▶ WHAT IS BEING ASKED
Look below for the line that contains "point per instance: snow on", then quote it and all the lines after it, exactly, with the pictures left out.
[start DATA SECTION]
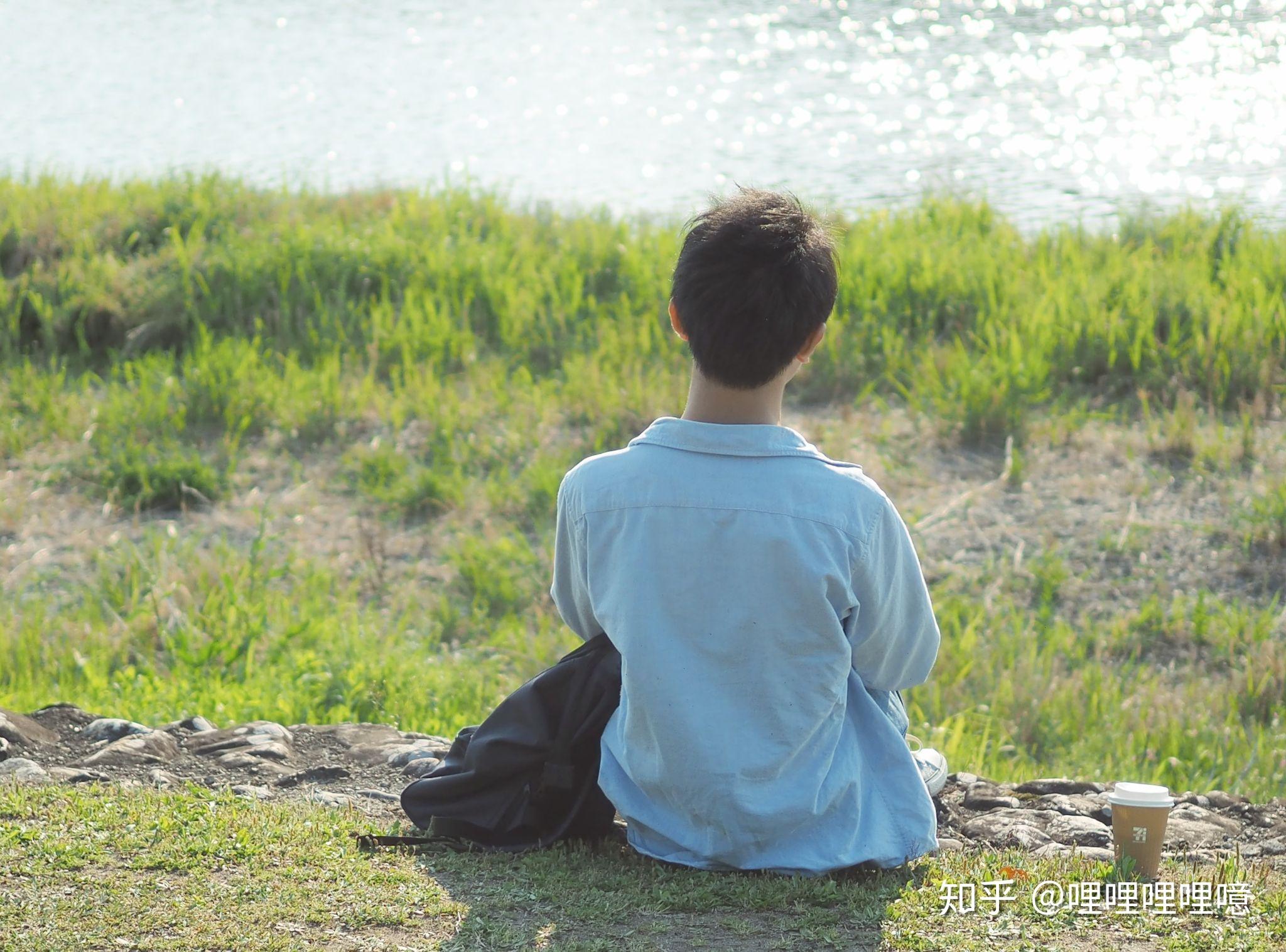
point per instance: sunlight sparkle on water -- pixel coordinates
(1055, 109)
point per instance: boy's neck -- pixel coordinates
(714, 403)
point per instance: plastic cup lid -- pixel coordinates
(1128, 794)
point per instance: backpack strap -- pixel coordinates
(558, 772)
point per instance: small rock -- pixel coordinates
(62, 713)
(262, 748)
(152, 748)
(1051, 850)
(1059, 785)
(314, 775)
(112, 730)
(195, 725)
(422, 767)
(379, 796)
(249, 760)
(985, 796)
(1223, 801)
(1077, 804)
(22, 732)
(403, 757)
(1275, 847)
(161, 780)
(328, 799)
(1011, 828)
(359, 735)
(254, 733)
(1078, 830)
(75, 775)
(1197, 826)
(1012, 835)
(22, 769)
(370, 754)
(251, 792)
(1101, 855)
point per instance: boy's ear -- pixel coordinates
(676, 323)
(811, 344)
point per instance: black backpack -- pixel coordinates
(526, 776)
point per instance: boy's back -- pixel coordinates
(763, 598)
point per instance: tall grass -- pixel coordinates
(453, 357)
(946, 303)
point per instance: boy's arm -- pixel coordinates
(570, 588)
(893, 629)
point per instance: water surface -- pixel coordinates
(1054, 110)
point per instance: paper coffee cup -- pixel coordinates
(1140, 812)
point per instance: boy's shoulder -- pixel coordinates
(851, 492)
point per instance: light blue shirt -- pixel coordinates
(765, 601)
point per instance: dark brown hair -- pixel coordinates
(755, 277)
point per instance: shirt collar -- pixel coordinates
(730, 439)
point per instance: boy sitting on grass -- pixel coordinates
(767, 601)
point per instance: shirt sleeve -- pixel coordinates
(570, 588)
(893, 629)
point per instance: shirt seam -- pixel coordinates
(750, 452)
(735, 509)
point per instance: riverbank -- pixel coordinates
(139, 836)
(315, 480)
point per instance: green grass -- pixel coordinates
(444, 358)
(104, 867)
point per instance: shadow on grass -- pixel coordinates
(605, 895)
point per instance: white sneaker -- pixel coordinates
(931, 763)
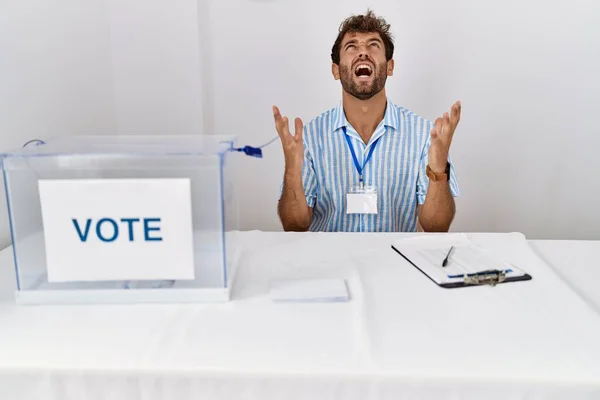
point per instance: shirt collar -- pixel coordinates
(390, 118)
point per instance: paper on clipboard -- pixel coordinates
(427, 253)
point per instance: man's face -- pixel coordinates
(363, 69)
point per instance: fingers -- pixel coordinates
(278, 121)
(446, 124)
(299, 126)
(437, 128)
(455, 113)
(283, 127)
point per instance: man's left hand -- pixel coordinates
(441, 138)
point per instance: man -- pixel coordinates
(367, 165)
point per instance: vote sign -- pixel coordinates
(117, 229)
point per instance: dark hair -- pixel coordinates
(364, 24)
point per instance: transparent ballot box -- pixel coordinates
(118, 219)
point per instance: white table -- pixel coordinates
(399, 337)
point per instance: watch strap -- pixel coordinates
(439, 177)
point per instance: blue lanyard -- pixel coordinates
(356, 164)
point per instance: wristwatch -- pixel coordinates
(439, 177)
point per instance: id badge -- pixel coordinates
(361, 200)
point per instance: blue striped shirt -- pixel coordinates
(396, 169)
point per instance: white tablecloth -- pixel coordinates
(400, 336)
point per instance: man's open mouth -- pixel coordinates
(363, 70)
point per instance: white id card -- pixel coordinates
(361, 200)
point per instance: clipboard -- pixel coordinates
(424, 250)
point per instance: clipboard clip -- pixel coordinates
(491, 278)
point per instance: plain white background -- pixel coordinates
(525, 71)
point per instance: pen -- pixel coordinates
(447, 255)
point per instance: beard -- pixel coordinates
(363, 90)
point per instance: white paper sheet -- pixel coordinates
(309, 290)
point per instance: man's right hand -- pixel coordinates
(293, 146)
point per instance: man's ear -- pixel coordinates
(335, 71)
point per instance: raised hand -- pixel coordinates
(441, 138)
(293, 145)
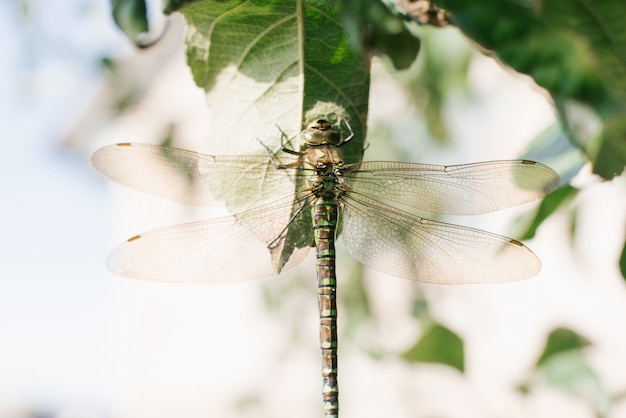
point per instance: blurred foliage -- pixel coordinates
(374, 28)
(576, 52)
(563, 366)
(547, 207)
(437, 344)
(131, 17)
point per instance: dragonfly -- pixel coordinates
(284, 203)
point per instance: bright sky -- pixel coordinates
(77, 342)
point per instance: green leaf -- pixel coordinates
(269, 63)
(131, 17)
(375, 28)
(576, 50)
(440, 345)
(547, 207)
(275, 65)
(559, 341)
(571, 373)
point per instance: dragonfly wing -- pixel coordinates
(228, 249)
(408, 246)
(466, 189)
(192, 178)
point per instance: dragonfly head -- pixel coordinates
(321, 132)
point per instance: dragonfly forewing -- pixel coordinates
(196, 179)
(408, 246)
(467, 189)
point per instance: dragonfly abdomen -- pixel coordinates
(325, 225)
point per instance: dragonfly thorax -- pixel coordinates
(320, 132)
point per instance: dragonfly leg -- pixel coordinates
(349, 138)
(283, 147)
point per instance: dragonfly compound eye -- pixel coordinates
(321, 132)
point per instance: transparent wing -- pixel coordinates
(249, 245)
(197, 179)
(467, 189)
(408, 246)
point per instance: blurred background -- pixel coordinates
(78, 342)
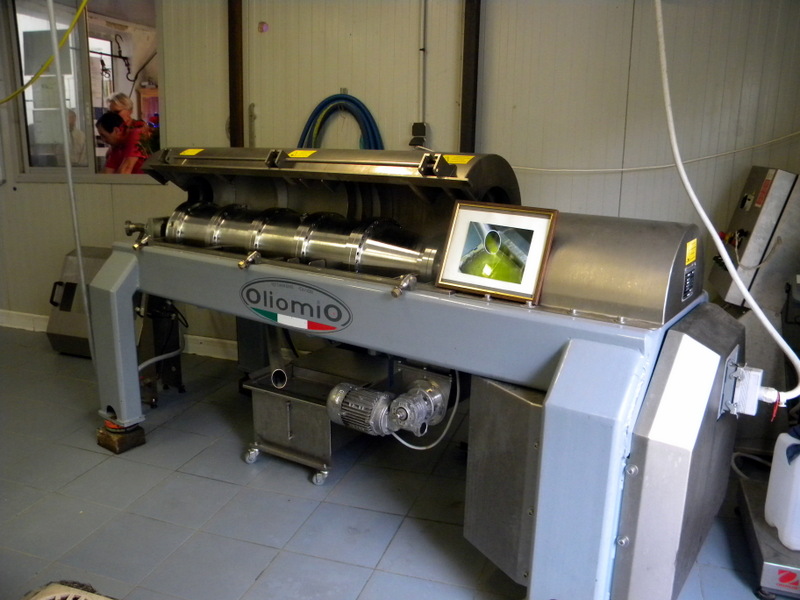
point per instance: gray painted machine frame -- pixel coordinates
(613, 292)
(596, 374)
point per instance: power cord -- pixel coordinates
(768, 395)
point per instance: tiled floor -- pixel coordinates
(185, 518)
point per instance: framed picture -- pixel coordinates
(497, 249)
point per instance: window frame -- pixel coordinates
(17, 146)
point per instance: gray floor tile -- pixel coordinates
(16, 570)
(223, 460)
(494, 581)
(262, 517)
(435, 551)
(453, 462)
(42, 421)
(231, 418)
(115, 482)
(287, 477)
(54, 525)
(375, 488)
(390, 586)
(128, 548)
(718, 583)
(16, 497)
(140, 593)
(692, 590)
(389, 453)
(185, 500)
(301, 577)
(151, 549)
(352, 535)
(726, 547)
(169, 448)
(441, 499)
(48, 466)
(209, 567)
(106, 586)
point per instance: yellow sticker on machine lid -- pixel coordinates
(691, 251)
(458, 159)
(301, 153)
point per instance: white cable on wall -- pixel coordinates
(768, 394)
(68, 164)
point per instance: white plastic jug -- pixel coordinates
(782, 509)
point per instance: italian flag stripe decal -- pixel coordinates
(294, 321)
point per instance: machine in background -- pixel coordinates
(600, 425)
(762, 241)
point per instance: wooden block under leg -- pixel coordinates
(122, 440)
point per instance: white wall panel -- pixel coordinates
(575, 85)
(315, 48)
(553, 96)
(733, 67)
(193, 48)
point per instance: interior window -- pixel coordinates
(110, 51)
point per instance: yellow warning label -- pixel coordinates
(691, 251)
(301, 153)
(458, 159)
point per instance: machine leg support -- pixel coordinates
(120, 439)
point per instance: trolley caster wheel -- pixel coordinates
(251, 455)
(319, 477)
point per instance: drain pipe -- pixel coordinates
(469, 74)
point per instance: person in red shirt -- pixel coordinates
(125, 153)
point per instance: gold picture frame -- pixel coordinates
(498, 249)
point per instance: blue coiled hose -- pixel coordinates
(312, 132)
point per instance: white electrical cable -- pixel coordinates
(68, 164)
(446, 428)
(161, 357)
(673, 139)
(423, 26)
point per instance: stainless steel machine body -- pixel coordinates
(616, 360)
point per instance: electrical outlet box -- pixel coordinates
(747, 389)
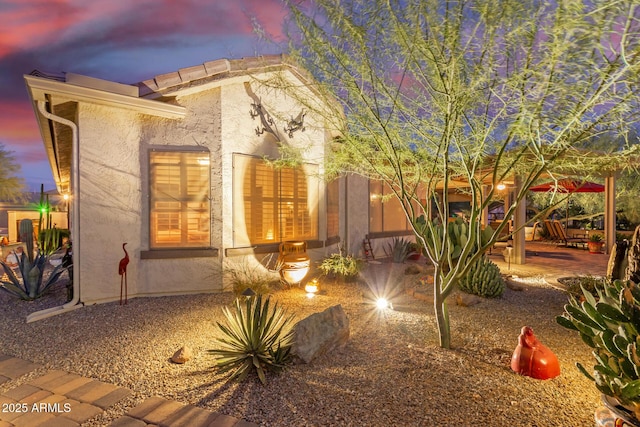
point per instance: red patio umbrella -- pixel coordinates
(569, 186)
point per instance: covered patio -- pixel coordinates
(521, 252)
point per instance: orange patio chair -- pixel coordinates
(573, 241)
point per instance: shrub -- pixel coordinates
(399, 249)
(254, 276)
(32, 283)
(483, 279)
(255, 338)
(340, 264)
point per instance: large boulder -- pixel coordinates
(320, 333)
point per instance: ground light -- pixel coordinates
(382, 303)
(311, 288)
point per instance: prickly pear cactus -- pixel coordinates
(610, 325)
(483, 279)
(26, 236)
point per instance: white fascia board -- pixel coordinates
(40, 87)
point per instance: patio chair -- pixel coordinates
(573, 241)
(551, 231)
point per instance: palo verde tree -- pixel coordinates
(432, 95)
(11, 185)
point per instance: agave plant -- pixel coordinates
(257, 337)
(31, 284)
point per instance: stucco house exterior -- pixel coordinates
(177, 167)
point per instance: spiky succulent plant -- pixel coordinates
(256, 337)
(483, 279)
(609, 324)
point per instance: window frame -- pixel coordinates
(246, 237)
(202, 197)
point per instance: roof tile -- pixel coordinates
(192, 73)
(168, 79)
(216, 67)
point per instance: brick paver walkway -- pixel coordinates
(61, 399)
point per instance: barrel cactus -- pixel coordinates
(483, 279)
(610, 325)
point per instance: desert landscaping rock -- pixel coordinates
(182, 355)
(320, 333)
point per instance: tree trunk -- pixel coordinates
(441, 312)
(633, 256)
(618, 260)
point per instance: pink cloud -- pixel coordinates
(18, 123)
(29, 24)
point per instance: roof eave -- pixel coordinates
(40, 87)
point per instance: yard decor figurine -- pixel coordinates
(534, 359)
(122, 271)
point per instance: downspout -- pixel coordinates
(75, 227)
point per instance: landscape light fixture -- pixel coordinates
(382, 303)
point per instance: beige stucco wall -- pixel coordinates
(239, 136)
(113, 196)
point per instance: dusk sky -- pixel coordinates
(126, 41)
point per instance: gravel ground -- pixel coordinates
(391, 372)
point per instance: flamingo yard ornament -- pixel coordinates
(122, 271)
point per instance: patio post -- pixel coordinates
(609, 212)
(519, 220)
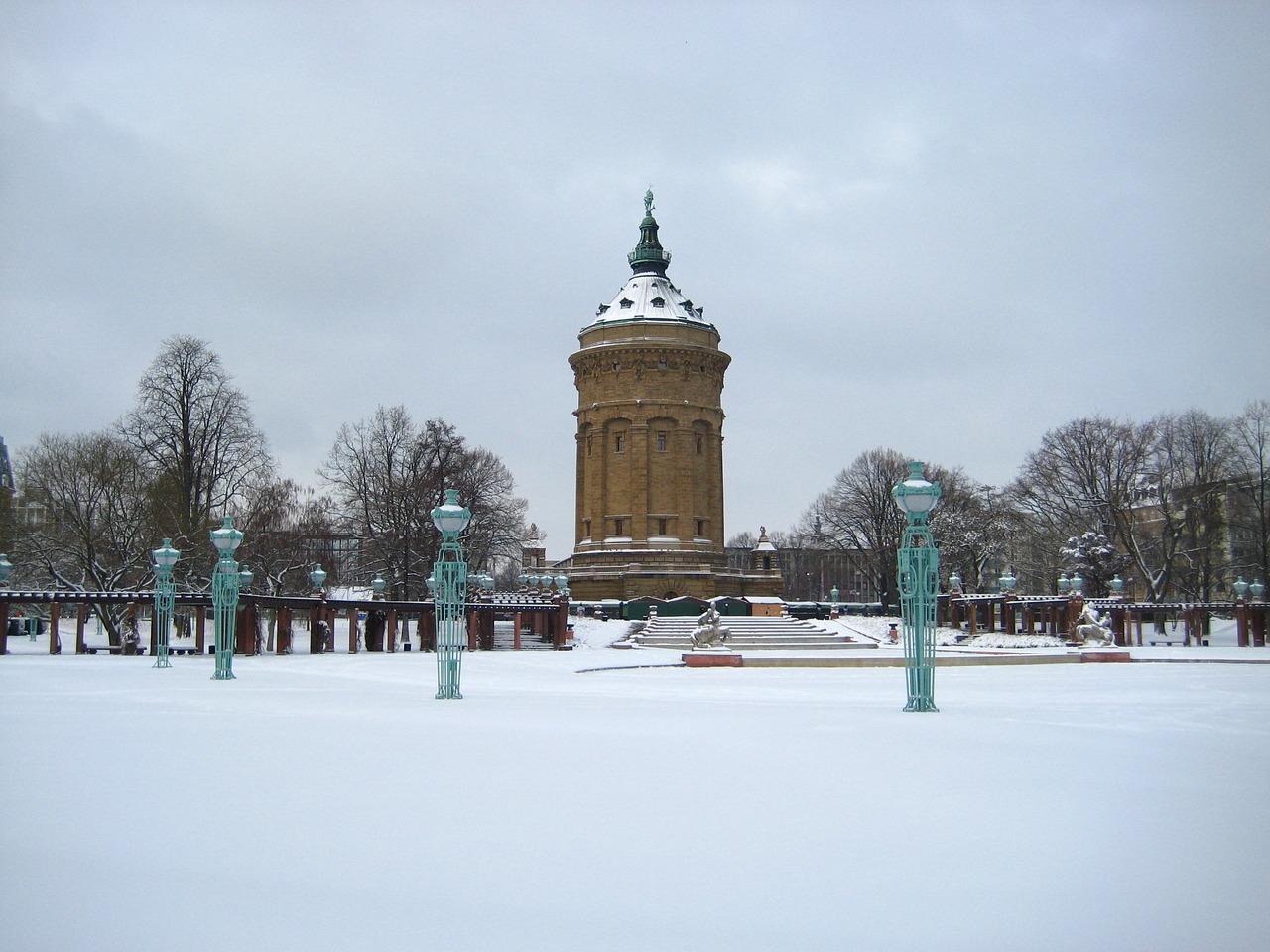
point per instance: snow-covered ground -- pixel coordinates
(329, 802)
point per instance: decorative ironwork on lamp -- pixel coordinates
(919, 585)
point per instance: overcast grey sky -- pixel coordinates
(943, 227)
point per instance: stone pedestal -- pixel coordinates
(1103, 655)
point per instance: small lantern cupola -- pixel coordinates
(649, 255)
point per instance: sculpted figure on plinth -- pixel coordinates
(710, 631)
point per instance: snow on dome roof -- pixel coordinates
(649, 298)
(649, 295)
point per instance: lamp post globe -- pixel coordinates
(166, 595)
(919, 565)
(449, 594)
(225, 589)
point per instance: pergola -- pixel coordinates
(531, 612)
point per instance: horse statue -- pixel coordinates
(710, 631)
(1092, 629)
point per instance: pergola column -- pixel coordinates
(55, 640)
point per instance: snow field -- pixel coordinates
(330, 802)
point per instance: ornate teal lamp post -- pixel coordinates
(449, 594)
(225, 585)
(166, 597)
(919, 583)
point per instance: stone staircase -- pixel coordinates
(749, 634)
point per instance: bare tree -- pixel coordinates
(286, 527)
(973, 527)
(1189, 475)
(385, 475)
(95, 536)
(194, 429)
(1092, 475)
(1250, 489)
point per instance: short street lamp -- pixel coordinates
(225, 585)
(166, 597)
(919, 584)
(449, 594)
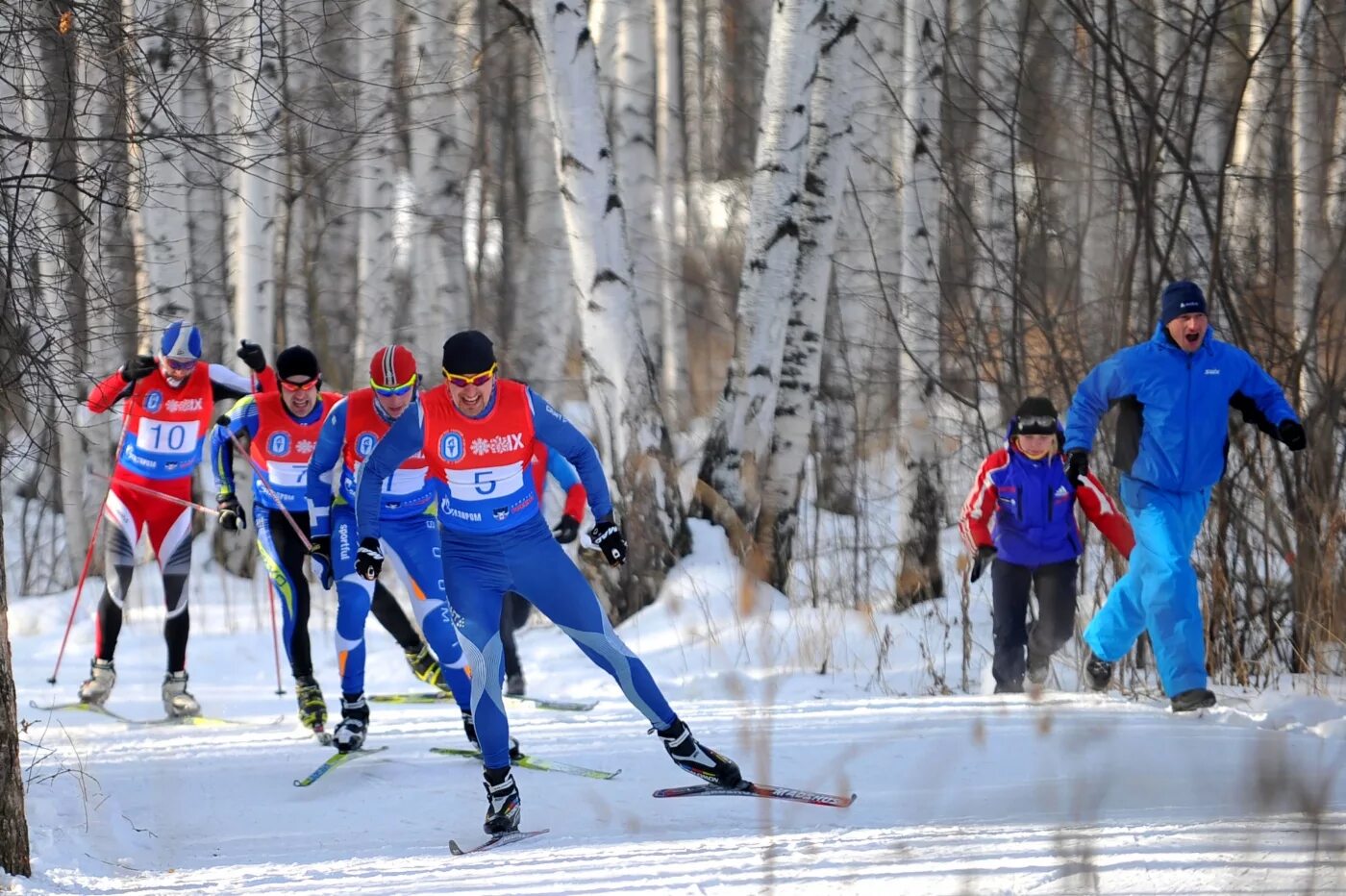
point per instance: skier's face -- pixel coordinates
[end DATA SECTION]
▶ SOLUTION FOR THIS EXERCISE
point per instance: snow on dome roof -- pixel coordinates
(649, 298)
(649, 295)
point per instance: lamp post globe -- pixel coordinates
(166, 595)
(919, 565)
(449, 594)
(225, 589)
point per instance: pergola -- pixel coordinates
(531, 612)
point per instance: horse statue -- pixel coordinates
(710, 631)
(1092, 629)
point per instance: pergola column -- pixel coordinates
(55, 640)
point per instance: snow field -- pixel coordinates
(330, 802)
point per instance: ornate teal lamp post -- pixel coordinates
(449, 594)
(225, 585)
(166, 597)
(919, 583)
point per instance: stone staircase -- pixel coordinates
(749, 634)
point per instance: bare tree -- pixel coordinates
(286, 527)
(973, 527)
(1189, 475)
(385, 475)
(95, 536)
(194, 429)
(1092, 475)
(1250, 489)
point per instance: short street lamp -- pixel coordinates
(225, 585)
(166, 597)
(919, 584)
(449, 594)
point per instance: skier's face -- pixel coordinates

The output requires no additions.